◆ Your task
Lines with the string "plant" must each be copied from the listing.

◆ Records shown
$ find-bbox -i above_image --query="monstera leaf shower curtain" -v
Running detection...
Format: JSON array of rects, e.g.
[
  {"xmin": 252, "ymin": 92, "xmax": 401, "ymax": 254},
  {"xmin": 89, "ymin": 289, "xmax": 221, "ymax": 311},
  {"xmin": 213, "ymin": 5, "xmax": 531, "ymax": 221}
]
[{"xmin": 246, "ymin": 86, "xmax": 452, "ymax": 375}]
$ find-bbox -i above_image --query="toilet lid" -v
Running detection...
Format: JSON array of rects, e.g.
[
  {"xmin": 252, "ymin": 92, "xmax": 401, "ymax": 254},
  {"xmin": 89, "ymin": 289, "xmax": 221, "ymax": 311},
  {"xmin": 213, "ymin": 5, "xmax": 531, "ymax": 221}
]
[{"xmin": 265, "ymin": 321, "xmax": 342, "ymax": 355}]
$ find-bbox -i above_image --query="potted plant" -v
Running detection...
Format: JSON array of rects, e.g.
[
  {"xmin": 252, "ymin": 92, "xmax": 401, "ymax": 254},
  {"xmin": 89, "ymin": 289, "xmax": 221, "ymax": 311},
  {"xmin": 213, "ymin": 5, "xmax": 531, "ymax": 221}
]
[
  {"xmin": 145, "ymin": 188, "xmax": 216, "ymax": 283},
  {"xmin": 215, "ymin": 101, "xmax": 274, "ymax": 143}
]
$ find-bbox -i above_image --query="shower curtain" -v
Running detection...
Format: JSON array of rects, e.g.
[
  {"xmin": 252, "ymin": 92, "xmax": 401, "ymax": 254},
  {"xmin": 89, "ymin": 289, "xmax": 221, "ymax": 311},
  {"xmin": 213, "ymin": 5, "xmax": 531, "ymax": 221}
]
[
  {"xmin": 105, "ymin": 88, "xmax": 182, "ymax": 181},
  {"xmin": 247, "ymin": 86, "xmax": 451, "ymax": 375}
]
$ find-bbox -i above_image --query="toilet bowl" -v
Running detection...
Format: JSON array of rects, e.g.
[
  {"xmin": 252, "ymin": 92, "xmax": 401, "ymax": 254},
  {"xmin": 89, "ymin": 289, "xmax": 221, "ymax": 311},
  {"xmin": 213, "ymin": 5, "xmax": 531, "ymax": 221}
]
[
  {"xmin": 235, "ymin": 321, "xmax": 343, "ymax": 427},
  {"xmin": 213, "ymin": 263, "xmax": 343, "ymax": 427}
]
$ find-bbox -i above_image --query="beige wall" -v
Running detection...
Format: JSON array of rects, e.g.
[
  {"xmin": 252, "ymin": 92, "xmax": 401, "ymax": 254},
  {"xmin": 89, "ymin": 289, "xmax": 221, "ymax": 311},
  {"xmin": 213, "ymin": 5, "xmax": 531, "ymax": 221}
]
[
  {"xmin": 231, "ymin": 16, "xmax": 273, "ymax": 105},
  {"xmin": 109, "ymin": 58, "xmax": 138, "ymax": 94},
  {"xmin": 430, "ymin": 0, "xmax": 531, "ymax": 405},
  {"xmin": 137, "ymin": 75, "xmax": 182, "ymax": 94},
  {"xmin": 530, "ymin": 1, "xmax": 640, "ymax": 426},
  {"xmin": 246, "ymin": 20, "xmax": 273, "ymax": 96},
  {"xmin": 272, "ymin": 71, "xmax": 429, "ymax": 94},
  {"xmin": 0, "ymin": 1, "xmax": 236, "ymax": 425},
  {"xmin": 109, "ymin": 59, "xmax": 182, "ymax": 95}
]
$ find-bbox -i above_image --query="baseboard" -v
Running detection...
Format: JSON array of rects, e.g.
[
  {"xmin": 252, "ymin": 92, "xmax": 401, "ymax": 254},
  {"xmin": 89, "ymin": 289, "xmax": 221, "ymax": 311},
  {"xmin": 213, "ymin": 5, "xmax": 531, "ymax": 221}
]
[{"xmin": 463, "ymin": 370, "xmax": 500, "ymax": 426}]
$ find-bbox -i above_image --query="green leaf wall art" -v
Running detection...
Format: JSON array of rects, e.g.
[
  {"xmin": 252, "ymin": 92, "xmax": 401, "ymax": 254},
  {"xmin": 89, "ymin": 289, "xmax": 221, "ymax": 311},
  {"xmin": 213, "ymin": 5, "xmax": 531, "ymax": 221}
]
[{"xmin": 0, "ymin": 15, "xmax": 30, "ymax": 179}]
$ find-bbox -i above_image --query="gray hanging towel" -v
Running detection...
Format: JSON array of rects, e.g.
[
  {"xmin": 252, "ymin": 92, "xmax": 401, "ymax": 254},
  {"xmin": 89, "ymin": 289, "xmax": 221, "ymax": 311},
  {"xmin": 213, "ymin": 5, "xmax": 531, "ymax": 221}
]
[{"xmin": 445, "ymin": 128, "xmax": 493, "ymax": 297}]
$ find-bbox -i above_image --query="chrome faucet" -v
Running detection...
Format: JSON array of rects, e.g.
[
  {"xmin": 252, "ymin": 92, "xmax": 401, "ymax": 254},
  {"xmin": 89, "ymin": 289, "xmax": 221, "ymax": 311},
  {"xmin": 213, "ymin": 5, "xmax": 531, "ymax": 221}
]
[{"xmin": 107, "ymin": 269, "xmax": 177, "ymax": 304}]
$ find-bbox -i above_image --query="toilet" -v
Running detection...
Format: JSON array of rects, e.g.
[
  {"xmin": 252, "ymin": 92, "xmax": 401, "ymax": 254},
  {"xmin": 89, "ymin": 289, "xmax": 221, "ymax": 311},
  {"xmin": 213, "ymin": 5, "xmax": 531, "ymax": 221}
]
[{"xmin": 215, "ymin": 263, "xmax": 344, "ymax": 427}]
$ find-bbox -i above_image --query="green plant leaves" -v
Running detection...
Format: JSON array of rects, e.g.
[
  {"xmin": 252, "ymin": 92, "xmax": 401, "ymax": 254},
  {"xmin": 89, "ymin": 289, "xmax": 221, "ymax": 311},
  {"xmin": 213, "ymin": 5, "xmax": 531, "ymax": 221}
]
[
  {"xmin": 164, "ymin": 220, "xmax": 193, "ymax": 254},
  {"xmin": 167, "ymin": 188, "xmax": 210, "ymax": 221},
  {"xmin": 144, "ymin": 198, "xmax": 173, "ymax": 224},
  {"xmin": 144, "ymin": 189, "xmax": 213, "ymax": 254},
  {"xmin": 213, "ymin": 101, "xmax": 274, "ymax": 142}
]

◆ Exercise response
$ find-bbox -i above_image --query="potted plant" -v
$ find-bbox -i above_image --query="green plant leaves" -v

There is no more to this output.